From: Christopher Lemmer Webber <cwebber@dustycloud.org>
Date: Mon, 07 Dec 2020 14:24:05 -0500
To: David Chadwick <D.W.Chadwick@kent.ac.uk>
Cc: public-credentials@w3.org
Message-ID: <875z5dh12i.fsf@dustycloud.org>
I can believe that identifiers and identity are different, though I
think they are related.  I am interested in your distinction, though.

Here would be my attempt at an distinction:

 - identifier: a "name" by which we address a thing, whether to route
   to, or to talk about, or identify

 - identity: an identifier which, over time, is continuously referred
   to... or those associations themselves, depending on how you want to
   frame it.  objects in the system develop an idea of information
   associated with the identity.

An identity thus changes over time, it accrues information and changes.
Identifier is more of a routing method.

A quick Google search seems to suggest much the same.

In that case, I would think both ocaps/zcaps and VCs must grapple with
identifiers to some degree, but VCs are the land of identity-assertions.

Do you think differently?  And whether we share the same understanding,
how does this result in a misunderstanding here?

David Chadwick writes:

> Chris
> unfortunately you are making the same mistake that many identity
> experts continually make, and that is to confuse identifiers with
> identity and to equate them. They are different, and you should be
> clear about which you are referring to rather than using the term
> identity to refer to both.
> I will point out your mistake below
> On 07/12/2020 16:37, Christopher Lemmer Webber wrote:
>> Stephen Curran writes:
>>> Thanks, Alan, but I think you answered my question with both Yes and No.
>>> Directly, you said it doesn't matter.  But your follow up statement  ("You
>>> can (and should) create a one-off key pair for every capability") implies
>>> to me that you (as the capability issuer/verifier) do want to be sure that
>>> the entity (or delegates) using the capability demonstrate they indeed were
>>> given the capability. I interpret that as answering my question as "yes --
>>> it matters to whom the capability is given".  It doesn't matter the
>>> identity of the person (gov't ID, name, or anything like that), just that
>>> they can demonstrate they have a verifiable chain to the key-pair
>>> associated with the given capability.
>> Whether or not to create one-off keypairs for every capability is not
>> agreed upon by everyone; it made no sense to me originally, but has come
>> to make more sense over time.  I think the DB folks still prefer to
>> reuse keys across capaiblities.
>> Rather than debate whether or not it's a good idea, I think it's worth
>> introducing that this is a nice demonstration of something that "makes
>> sense" in zcap-ld land that doesn't "make sense" in VC land.  A
>> reasonable and functioning system *can* be built where you have one-off
>> keypairs for each authorization, but it wouldn't function for VCs as
>> identity-and-claims-demontrstating systems... a different identity every
> No. It might be a different identifier every time (i.e. subjectID),
> but it will be the same identity every time.

- _DATA_:
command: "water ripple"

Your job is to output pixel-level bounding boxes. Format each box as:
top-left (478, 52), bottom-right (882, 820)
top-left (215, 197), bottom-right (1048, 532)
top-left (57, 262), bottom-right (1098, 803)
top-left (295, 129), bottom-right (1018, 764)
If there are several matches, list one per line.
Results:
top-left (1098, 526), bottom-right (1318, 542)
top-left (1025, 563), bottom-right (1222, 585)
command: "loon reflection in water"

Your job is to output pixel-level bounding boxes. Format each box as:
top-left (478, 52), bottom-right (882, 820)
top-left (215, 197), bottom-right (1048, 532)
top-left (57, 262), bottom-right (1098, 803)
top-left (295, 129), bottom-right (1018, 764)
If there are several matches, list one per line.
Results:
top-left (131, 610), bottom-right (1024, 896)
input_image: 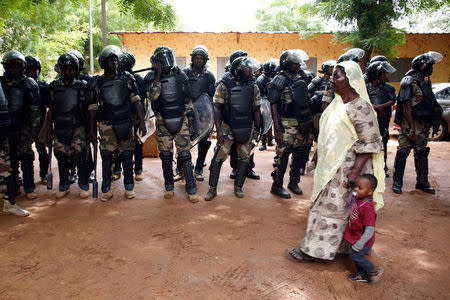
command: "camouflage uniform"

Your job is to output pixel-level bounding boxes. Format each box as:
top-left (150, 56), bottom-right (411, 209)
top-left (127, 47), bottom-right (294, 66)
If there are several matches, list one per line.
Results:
top-left (213, 82), bottom-right (261, 163)
top-left (1, 76), bottom-right (40, 194)
top-left (88, 72), bottom-right (141, 194)
top-left (398, 82), bottom-right (432, 150)
top-left (49, 78), bottom-right (92, 191)
top-left (146, 67), bottom-right (198, 197)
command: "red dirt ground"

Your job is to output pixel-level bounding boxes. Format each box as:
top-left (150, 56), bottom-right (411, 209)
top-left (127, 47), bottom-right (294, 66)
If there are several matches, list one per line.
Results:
top-left (0, 140), bottom-right (450, 299)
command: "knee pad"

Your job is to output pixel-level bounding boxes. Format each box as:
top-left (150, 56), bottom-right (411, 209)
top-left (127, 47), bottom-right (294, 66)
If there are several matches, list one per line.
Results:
top-left (178, 150), bottom-right (192, 162)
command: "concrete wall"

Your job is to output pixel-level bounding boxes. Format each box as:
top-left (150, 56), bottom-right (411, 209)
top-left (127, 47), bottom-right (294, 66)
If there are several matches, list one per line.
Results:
top-left (114, 32), bottom-right (450, 87)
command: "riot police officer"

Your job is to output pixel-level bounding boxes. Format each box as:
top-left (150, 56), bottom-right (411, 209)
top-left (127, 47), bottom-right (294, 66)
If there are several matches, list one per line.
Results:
top-left (256, 59), bottom-right (278, 151)
top-left (25, 55), bottom-right (50, 184)
top-left (0, 73), bottom-right (30, 217)
top-left (366, 61), bottom-right (397, 177)
top-left (205, 57), bottom-right (261, 201)
top-left (145, 46), bottom-right (199, 203)
top-left (392, 51), bottom-right (442, 194)
top-left (183, 45), bottom-right (216, 181)
top-left (88, 45), bottom-right (146, 201)
top-left (269, 49), bottom-right (312, 198)
top-left (67, 49), bottom-right (96, 184)
top-left (113, 51), bottom-right (147, 181)
top-left (47, 53), bottom-right (92, 199)
top-left (0, 50), bottom-right (41, 199)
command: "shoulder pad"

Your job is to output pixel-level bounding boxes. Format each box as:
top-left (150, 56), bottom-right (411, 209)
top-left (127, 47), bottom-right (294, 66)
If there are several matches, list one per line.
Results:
top-left (311, 76), bottom-right (323, 85)
top-left (206, 71), bottom-right (216, 83)
top-left (23, 77), bottom-right (39, 90)
top-left (270, 73), bottom-right (288, 92)
top-left (384, 82), bottom-right (395, 93)
top-left (80, 79), bottom-right (89, 89)
top-left (400, 76), bottom-right (415, 89)
top-left (123, 71), bottom-right (136, 81)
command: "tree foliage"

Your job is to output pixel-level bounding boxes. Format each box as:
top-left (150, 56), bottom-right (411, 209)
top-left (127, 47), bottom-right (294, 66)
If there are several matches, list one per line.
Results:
top-left (317, 0), bottom-right (447, 59)
top-left (256, 0), bottom-right (325, 33)
top-left (0, 0), bottom-right (177, 77)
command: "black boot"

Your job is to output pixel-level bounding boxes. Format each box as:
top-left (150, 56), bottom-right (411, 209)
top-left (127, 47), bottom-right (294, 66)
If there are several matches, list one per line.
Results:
top-left (392, 148), bottom-right (411, 194)
top-left (159, 151), bottom-right (174, 191)
top-left (120, 150), bottom-right (134, 191)
top-left (21, 153), bottom-right (35, 194)
top-left (55, 152), bottom-right (70, 191)
top-left (77, 149), bottom-right (90, 191)
top-left (205, 147), bottom-right (223, 201)
top-left (288, 144), bottom-right (308, 195)
top-left (133, 143), bottom-right (144, 174)
top-left (100, 150), bottom-right (113, 194)
top-left (270, 149), bottom-right (291, 199)
top-left (178, 150), bottom-right (197, 195)
top-left (234, 159), bottom-right (248, 198)
top-left (414, 147), bottom-right (436, 194)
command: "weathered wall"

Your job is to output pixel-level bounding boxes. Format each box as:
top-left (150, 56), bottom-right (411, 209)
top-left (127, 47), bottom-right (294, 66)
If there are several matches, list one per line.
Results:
top-left (116, 32), bottom-right (450, 87)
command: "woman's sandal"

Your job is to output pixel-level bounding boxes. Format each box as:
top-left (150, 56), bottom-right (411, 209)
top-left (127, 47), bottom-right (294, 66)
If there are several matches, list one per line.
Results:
top-left (286, 248), bottom-right (316, 263)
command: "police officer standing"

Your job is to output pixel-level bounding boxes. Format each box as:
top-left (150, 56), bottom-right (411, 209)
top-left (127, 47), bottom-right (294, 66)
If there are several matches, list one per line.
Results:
top-left (392, 51), bottom-right (442, 194)
top-left (269, 49), bottom-right (312, 198)
top-left (366, 61), bottom-right (397, 177)
top-left (113, 51), bottom-right (147, 181)
top-left (205, 57), bottom-right (261, 201)
top-left (47, 53), bottom-right (92, 199)
top-left (183, 45), bottom-right (216, 181)
top-left (0, 50), bottom-right (41, 199)
top-left (88, 45), bottom-right (146, 201)
top-left (256, 59), bottom-right (278, 151)
top-left (0, 70), bottom-right (30, 217)
top-left (25, 55), bottom-right (50, 184)
top-left (145, 46), bottom-right (199, 203)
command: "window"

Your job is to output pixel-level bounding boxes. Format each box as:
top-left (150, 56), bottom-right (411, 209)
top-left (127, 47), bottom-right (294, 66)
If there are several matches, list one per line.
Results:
top-left (387, 57), bottom-right (413, 82)
top-left (217, 57), bottom-right (228, 79)
top-left (175, 57), bottom-right (186, 70)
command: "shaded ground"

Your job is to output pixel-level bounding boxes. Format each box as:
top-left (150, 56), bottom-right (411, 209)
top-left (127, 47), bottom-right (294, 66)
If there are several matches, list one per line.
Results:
top-left (0, 141), bottom-right (450, 299)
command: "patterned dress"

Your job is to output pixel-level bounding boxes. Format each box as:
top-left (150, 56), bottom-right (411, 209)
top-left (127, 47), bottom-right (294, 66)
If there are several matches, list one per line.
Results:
top-left (299, 98), bottom-right (383, 260)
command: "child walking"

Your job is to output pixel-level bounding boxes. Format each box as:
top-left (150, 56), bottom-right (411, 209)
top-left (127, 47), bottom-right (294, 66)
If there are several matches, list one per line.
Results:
top-left (344, 174), bottom-right (383, 283)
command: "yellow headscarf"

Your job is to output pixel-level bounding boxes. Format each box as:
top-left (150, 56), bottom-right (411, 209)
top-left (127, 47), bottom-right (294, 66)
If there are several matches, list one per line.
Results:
top-left (311, 61), bottom-right (385, 210)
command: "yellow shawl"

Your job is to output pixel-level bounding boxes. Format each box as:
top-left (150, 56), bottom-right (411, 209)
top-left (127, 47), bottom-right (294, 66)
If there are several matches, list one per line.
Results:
top-left (311, 61), bottom-right (385, 210)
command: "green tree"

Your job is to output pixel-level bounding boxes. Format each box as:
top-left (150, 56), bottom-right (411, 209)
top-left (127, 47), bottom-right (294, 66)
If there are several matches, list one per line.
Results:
top-left (0, 0), bottom-right (177, 77)
top-left (316, 0), bottom-right (448, 65)
top-left (256, 0), bottom-right (325, 33)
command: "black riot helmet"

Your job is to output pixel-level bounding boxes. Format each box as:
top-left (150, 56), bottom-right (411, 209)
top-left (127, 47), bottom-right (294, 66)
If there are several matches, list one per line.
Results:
top-left (263, 58), bottom-right (278, 77)
top-left (366, 61), bottom-right (396, 81)
top-left (369, 55), bottom-right (388, 65)
top-left (191, 45), bottom-right (209, 63)
top-left (58, 53), bottom-right (79, 74)
top-left (318, 59), bottom-right (336, 75)
top-left (2, 50), bottom-right (25, 69)
top-left (229, 50), bottom-right (247, 64)
top-left (67, 49), bottom-right (86, 71)
top-left (25, 55), bottom-right (42, 72)
top-left (338, 48), bottom-right (365, 63)
top-left (411, 51), bottom-right (443, 76)
top-left (150, 46), bottom-right (177, 67)
top-left (119, 51), bottom-right (136, 72)
top-left (98, 45), bottom-right (122, 69)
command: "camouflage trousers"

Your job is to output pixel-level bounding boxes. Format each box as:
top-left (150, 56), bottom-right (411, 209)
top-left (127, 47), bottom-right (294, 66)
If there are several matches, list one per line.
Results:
top-left (9, 125), bottom-right (35, 194)
top-left (54, 126), bottom-right (86, 156)
top-left (398, 119), bottom-right (431, 150)
top-left (0, 137), bottom-right (11, 191)
top-left (214, 122), bottom-right (253, 163)
top-left (274, 118), bottom-right (306, 171)
top-left (156, 114), bottom-right (191, 153)
top-left (98, 121), bottom-right (135, 156)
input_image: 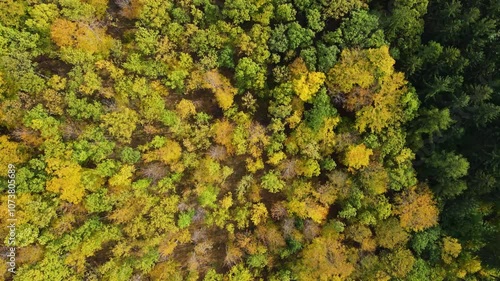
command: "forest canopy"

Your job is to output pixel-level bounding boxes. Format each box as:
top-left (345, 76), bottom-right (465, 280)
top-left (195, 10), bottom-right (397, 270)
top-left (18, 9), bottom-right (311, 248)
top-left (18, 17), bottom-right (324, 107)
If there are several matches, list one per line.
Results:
top-left (0, 0), bottom-right (500, 281)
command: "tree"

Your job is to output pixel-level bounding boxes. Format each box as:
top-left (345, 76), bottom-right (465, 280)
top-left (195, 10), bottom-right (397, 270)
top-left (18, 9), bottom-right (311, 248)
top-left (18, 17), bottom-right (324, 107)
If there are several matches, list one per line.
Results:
top-left (344, 144), bottom-right (373, 170)
top-left (290, 58), bottom-right (325, 101)
top-left (261, 171), bottom-right (285, 193)
top-left (234, 57), bottom-right (266, 90)
top-left (293, 228), bottom-right (354, 281)
top-left (375, 217), bottom-right (410, 250)
top-left (101, 108), bottom-right (139, 143)
top-left (382, 248), bottom-right (415, 278)
top-left (395, 185), bottom-right (439, 231)
top-left (425, 151), bottom-right (469, 197)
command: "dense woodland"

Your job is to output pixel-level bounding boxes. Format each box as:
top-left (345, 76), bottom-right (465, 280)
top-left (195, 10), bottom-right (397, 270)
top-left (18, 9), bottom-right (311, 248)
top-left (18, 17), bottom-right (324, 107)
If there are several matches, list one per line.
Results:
top-left (0, 0), bottom-right (500, 281)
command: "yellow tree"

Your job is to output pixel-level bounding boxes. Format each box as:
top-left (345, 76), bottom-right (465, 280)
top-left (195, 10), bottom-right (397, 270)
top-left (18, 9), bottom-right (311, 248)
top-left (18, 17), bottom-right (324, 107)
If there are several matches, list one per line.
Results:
top-left (0, 136), bottom-right (24, 173)
top-left (395, 186), bottom-right (439, 231)
top-left (290, 58), bottom-right (326, 101)
top-left (175, 99), bottom-right (196, 119)
top-left (204, 70), bottom-right (236, 110)
top-left (441, 236), bottom-right (462, 264)
top-left (344, 144), bottom-right (373, 170)
top-left (327, 46), bottom-right (407, 132)
top-left (294, 229), bottom-right (354, 281)
top-left (47, 158), bottom-right (85, 204)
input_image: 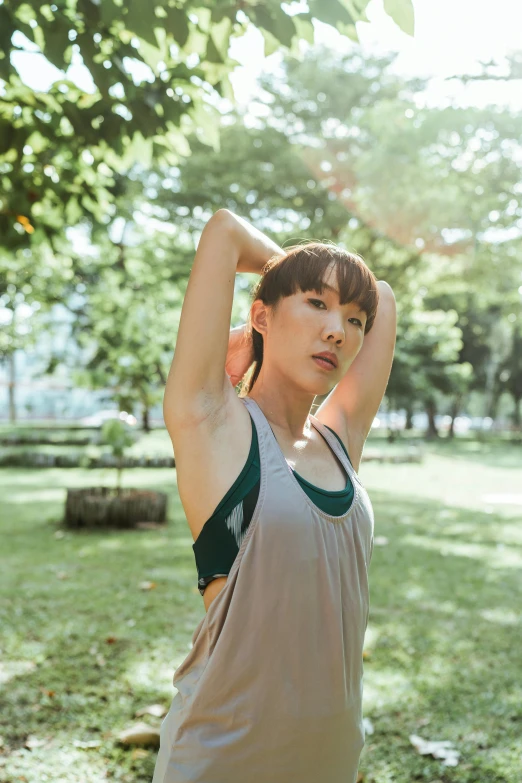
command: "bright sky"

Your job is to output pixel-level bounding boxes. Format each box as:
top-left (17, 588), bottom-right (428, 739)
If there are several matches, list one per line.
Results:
top-left (7, 0), bottom-right (522, 109)
top-left (226, 0), bottom-right (522, 109)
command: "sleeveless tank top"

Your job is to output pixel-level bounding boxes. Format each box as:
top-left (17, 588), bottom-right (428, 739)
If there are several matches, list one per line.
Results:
top-left (192, 416), bottom-right (353, 595)
top-left (152, 397), bottom-right (374, 783)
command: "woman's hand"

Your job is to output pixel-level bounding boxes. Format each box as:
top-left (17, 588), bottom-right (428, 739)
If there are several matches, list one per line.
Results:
top-left (225, 324), bottom-right (254, 387)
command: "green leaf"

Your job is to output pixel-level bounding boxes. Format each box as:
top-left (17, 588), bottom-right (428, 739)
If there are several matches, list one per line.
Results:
top-left (384, 0), bottom-right (415, 35)
top-left (260, 27), bottom-right (281, 57)
top-left (211, 16), bottom-right (232, 62)
top-left (165, 7), bottom-right (189, 47)
top-left (123, 0), bottom-right (160, 47)
top-left (294, 16), bottom-right (315, 46)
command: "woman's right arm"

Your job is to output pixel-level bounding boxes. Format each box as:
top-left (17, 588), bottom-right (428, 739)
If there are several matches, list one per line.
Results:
top-left (163, 209), bottom-right (283, 431)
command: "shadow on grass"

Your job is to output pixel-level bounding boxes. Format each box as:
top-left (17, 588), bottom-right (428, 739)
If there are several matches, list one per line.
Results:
top-left (0, 470), bottom-right (522, 783)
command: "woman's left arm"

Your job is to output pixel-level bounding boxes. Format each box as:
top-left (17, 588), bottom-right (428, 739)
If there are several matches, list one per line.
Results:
top-left (316, 280), bottom-right (397, 443)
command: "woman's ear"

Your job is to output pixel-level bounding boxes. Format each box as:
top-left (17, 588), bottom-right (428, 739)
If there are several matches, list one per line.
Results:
top-left (250, 299), bottom-right (269, 335)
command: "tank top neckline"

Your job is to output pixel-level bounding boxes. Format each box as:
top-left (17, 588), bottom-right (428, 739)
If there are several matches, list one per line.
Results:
top-left (240, 396), bottom-right (360, 522)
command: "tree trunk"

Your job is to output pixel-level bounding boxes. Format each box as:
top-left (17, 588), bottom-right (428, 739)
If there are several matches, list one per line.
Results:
top-left (426, 399), bottom-right (439, 438)
top-left (7, 351), bottom-right (16, 424)
top-left (513, 395), bottom-right (522, 429)
top-left (141, 405), bottom-right (150, 432)
top-left (448, 393), bottom-right (462, 438)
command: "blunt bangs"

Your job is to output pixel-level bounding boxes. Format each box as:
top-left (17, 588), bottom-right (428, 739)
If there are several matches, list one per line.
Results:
top-left (258, 242), bottom-right (379, 334)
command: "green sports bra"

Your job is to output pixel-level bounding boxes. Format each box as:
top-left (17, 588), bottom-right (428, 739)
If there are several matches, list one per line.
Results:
top-left (192, 414), bottom-right (354, 595)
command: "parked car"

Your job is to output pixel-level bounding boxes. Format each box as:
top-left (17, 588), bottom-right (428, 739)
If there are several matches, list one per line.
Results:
top-left (80, 408), bottom-right (137, 427)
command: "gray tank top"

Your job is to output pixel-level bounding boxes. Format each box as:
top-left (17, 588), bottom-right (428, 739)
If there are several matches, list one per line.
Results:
top-left (152, 397), bottom-right (374, 783)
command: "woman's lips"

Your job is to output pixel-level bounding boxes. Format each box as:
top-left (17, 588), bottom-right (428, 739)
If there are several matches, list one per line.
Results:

- _EXERCISE TASK 1_: Transcribe everything in the email on identifiers and identity from "An identity thus" down to "land of identity-assertions.".
- _EXERCISE TASK 2_: Repeat the records word for word, everything from their start down to and including the line that contains "top-left (1025, 563), bottom-right".

- _WRITTEN SOLUTION 1_:
An identity thus changes over time, it accrues information and changes.
Identifier is more of a routing method.

A quick Google search seems to suggest much the same.

In that case, I would think both ocaps/zcaps and VCs must grapple with
identifiers to some degree, but VCs are the land of identity-assertions.

- _WRITTEN SOLUTION 2_:
command: "water ripple"

Your job is to output pixel-level bounding boxes. Format each box as:
top-left (478, 52), bottom-right (882, 820)
top-left (215, 197), bottom-right (1048, 532)
top-left (57, 262), bottom-right (1098, 803)
top-left (295, 129), bottom-right (1018, 764)
If there are several matches, list one per line.
Results:
top-left (1098, 526), bottom-right (1318, 542)
top-left (1025, 563), bottom-right (1222, 585)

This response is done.